[[ Data for review, beginning ]]

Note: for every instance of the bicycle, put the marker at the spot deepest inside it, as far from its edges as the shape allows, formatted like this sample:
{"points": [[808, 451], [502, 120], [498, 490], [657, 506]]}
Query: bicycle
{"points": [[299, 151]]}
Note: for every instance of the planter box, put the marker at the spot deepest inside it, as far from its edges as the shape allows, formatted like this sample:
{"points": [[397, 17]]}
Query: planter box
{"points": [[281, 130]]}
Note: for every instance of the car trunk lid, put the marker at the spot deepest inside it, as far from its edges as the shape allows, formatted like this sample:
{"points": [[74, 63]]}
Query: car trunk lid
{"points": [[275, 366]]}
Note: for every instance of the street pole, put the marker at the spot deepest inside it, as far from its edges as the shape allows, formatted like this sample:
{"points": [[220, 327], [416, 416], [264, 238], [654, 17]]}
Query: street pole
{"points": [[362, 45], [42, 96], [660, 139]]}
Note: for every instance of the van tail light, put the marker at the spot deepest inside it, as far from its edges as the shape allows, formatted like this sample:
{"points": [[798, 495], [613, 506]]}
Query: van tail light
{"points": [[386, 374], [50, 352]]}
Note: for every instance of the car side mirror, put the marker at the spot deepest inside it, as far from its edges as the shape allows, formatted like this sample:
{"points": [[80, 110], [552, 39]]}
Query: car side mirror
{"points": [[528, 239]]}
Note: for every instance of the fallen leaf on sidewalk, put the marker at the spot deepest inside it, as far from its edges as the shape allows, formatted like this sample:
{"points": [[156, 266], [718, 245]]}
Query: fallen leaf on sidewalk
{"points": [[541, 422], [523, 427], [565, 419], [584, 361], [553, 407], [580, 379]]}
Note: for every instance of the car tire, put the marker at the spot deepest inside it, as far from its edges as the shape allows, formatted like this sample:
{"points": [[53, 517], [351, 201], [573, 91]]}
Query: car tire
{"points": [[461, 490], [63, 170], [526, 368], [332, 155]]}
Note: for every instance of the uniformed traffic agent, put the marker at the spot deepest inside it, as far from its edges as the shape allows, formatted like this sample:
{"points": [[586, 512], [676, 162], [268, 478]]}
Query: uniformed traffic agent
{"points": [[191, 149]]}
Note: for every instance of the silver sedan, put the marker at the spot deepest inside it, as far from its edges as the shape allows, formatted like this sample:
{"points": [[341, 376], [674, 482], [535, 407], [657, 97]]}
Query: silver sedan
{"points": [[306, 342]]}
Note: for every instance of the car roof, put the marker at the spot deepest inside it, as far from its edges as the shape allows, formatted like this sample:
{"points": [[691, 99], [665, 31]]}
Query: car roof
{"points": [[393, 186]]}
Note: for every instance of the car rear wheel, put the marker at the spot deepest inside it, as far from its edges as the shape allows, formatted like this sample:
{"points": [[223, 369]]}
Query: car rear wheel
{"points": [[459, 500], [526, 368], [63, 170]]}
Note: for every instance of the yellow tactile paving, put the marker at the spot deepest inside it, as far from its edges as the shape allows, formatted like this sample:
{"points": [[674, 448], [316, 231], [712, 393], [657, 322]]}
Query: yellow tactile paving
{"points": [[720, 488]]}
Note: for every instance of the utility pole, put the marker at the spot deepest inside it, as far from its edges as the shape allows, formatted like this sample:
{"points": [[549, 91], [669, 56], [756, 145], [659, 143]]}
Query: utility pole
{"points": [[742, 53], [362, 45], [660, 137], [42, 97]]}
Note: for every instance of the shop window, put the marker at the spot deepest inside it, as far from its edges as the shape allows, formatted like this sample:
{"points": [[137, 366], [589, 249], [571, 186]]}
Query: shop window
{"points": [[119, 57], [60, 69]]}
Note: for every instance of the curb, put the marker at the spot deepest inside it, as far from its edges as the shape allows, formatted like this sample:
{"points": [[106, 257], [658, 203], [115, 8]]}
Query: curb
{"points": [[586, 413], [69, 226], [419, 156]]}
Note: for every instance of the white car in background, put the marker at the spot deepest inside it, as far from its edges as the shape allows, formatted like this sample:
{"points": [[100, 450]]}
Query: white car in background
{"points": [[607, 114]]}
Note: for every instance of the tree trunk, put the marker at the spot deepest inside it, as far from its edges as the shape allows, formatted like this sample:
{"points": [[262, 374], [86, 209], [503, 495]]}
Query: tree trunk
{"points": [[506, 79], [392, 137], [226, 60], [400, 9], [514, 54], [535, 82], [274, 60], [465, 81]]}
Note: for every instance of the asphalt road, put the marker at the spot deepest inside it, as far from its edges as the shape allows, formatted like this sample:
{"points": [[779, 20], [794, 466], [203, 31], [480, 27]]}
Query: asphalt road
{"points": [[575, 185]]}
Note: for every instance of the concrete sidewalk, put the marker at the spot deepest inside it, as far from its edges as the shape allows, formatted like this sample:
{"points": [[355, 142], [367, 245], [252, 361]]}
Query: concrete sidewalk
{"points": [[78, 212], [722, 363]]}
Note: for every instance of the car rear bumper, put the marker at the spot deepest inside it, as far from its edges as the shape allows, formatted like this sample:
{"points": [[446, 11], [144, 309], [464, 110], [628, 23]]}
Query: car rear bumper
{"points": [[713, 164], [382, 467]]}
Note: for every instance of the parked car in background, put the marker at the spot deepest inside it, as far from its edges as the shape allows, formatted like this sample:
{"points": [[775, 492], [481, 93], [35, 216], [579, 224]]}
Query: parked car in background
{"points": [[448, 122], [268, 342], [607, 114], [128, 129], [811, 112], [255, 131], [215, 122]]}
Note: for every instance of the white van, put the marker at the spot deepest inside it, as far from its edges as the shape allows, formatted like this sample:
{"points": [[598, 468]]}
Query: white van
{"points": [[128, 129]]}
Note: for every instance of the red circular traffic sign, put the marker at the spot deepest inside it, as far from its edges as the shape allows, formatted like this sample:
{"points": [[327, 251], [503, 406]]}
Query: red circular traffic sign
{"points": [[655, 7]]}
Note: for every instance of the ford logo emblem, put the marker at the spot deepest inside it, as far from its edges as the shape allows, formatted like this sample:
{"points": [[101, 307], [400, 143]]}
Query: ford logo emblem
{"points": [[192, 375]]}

[[ Data for review, end ]]

[What is expected] Having read the material, return all of it word for word.

[Solution to the exercise]
Note: for every instance of the bicycle, put the marker at the spot deepest inside it, as far from its edges as the shape allows, formatted like this sample:
{"points": [[808, 451], [502, 120], [498, 490], [657, 506]]}
Query: bicycle
{"points": [[299, 151]]}
Note: for every instance of the planter box, put the marker at the spot deepest inside it, as far from its edges as the shape allows, formatted like this sample:
{"points": [[397, 17]]}
Query: planter box
{"points": [[281, 130]]}
Note: for every instance of the car trunk lid, put the marker at the spot deepest inside it, as far from its edges as the shape allows, formatted like this sample:
{"points": [[74, 63]]}
Query: car trunk lid
{"points": [[275, 366]]}
Note: for every instance of the street pole, put the marker at the spot deepest inside it, as far from its edges as the shape allows, formatted like this sample:
{"points": [[220, 327], [416, 416], [264, 238], [654, 17]]}
Query: street pole
{"points": [[362, 45], [42, 96], [660, 139]]}
Note: for every instance of the van tail light, put the marker at the spot deepest inside it, as far from its edges as the shape allows, formatted like this sample:
{"points": [[798, 495], [613, 506]]}
Query: van tail light
{"points": [[386, 374], [50, 352]]}
Note: for every instance of the car side mirror, put the marker at the spot deepest inside it, as far from its edges as the shape allows, formatted like this sample:
{"points": [[80, 110], [552, 39]]}
Query: car side mirror
{"points": [[528, 239]]}
Note: for every instance of the fallen leaf on sidewalk, put the marker at the spot deepest inside it, as far from its edges as the shape allows, formatted like this sample:
{"points": [[156, 266], [718, 245]]}
Query: fallen leaf on sidewalk
{"points": [[541, 422], [523, 427], [565, 419], [584, 361], [553, 407], [580, 379]]}
Note: for every instance of the car tire, put the marker at the spot deepest inside it, as far from its edges as the shape allows, formatted like this sample:
{"points": [[53, 517], [351, 201], [573, 91]]}
Query: car tire
{"points": [[461, 490], [63, 170], [526, 368], [332, 155]]}
Note: for every instance of the uniformed traffic agent, put the marker at the spot deepest inside it, as far from its edges as the shape allows, formatted like this sample:
{"points": [[586, 512], [676, 162], [268, 478]]}
Query: uniformed traffic agent
{"points": [[191, 149]]}
Note: for every instance of the silver sedan, put the marker at the spot deepest inside it, as far from its edges as the shape allows, formatted like this sample:
{"points": [[341, 376], [674, 482], [535, 407], [657, 97]]}
Query: silver sedan
{"points": [[306, 342]]}
Note: for every instance of the car roof, put the marker at the spot deepest inside it, as far from its edges as the shape allows, formatted like this sample:
{"points": [[691, 99], [665, 31]]}
Query: car roof
{"points": [[393, 186]]}
Note: for every instance of the car rear wheel, put the marker at the spot deepest inside it, as far from its edges as the shape allows, formatted like this sample:
{"points": [[223, 369]]}
Query: car rear wheel
{"points": [[459, 500], [526, 368], [63, 170]]}
Note: for every instance of the yellow tactile paving, put the marker at the spot deepest inside it, as far from its edges as the shape allows, formatted like this sample:
{"points": [[674, 448], [316, 231], [712, 393], [657, 322]]}
Query: yellow tactile paving
{"points": [[720, 488]]}
Note: for every instance of the utility pole, put the marker at the spot deepest inside it, as far from its edges as the shape allows, formatted like this sample:
{"points": [[549, 91], [669, 56], [756, 145], [659, 143]]}
Query: utility pole
{"points": [[742, 53], [362, 45], [660, 137], [42, 97]]}
Note: for every instance of the shop window, put the marker at the spot deepest inside it, as far from its edges as the shape allows, formatted like this sample:
{"points": [[137, 366], [589, 249], [571, 186]]}
Query: shop window
{"points": [[119, 57], [60, 69]]}
Note: for every instance of the curb, put the marker at the spot deepest inside it, as far from its edges as the shape allows, formatted like this sample:
{"points": [[106, 257], [658, 203], [115, 8]]}
Query: curb
{"points": [[586, 413], [69, 226], [419, 156]]}
Note: for every instance of the white car in background, put the marker at the spot deepest inside it, as far from its edges as the shape allows, formatted like this sample:
{"points": [[100, 450]]}
Query: white car in background
{"points": [[607, 114]]}
Note: for every instance of the tree trunk, put the marker at the spot deepest inside it, as far from its edges as the shape allows, formatted like this sample:
{"points": [[262, 374], [86, 209], [503, 495]]}
Query: tree trunk
{"points": [[506, 79], [392, 137], [226, 60], [400, 9], [514, 54], [535, 82], [274, 60], [465, 81]]}
Note: for every instance of the asphalt road, put the marker at the spot deepest inside it, as far from its edges as the shape allows, formatted like this sample:
{"points": [[779, 20], [794, 466], [203, 31], [480, 27]]}
Query: asphalt road
{"points": [[575, 185]]}
Note: for every instance of the concrete sidewalk, put the marker at the spot deepest inside it, as far from its edges as the shape allows, formatted like this sample:
{"points": [[355, 142], [367, 245], [252, 361]]}
Query: concrete sidewalk
{"points": [[78, 212], [722, 363]]}
Note: for every instance of the car rear bumper, put the marker at the spot deepest inside it, as far from its edges as the shape allows, formatted like this sample:
{"points": [[446, 11], [144, 309], [464, 110], [628, 23]]}
Query: car rear bumper
{"points": [[713, 164], [382, 467]]}
Note: for every instance of the parked car in background, put the marker at the spot deepest inside it, as far from its edges as the shape allows, formatted like this sample:
{"points": [[775, 492], [481, 93], [35, 216], [579, 224]]}
Query: parked car in background
{"points": [[448, 122], [268, 342], [607, 114], [128, 129], [811, 112], [255, 131], [215, 122]]}
Note: for every instance of the white van, put the marker at the spot deepest inside it, as far from its edges as the shape allows, formatted like this sample:
{"points": [[598, 468]]}
Query: white van
{"points": [[128, 129]]}
Note: for every instance of the red circular traffic sign, put the marker at the spot deepest inside it, as far from its edges as the shape allows, formatted like this sample:
{"points": [[327, 251], [503, 406]]}
Query: red circular traffic sign
{"points": [[655, 7]]}
Note: for every instance of the ford logo emblem, put the marker at the spot deepest inside it, as far from its edges as the shape allows, formatted like this sample:
{"points": [[101, 307], [400, 143]]}
Query: ford logo emblem
{"points": [[192, 375]]}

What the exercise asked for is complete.